Understanding performance with Google Benchmark

Federico Ficarelli @ Meetup C++ 2018-12-13

Disclaimer #1

Optimization

xkcd.com/1691

Disclaimer #1

Get your design right
Use efficient algorithms, fast data structures and idioms
Measure and understand performance
Possibly consider fine grained optimization only when needed

Disclaimer #2

Concepts are portable, their application is not
Some degree of knowledge of your architecture is required
Profiling at low level can be frustrating, prepare yourself to some interpretation of data

Does performance matter anymore?

Measure or it doesn’t count

Measure and understand

Profile your application as a whole
Identify hotspots
Understand what’s going on in your hottest code

Macro benchmarks

Whole application
Similar as much as possible to a production scenario

Micro benchmarks

IsItWorth

xkcd.com/1205

Micro benchmarks

The smallest possible hotspot
As much isolation as you can get
The goal is to analyze, understand and reproduce

Google Benchmark

Google Benchmark: getting started

Define a free function accepting a benchmark::State&
Measured code loops over benchmark::State&
Register it with BENCHMARK(...) macro
Add runner with BENCHMARK_MAIN() macro

Google Benchmark: how it works

Warms up the caches
Runs the benchmark
Stops when the measurement is statistically stable

Computer latencies

Parametric benchmarks: values

Single argument: `Arg(n)`

static void bench(benchmark::State& state) {
    for(auto _: state) {
        std::vector<std::int32_t> v(state.range(0));
    }
}
BENCHMARK(bench)

--------------------------------------------------

» WORK TO COMPLETE:
**1.** Copy the passage of the Google Benchmark page that begins at the words "Parametric benchmarks: values" and stops after "BENCHMARK(bench)", renaming "Single argument" to "One argument".
**2.** According to the Google Benchmark page, which macro adds the runner?

--------------------------------------------------

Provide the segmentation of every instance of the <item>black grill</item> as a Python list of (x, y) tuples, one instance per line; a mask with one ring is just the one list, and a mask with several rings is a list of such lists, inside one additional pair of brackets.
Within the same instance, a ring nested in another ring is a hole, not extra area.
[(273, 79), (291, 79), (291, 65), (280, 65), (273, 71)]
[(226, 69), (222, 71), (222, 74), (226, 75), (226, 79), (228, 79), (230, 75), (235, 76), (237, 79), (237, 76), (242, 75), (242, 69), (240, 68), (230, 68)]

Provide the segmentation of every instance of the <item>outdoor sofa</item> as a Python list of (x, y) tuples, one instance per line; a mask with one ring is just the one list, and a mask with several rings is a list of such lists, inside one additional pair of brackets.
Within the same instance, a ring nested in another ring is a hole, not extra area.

--------------------------------------------------

» ANSWERS BY TASK:
**1.**
Parametric benchmarks: values

One argument: `Arg(n)`

static void bench(benchmark::State& state) {
    for(auto _: state) {
        std::vector<std::int32_t> v(state.range(0));
    }
}
BENCHMARK(bench)

**2.** BENCHMARK_MAIN()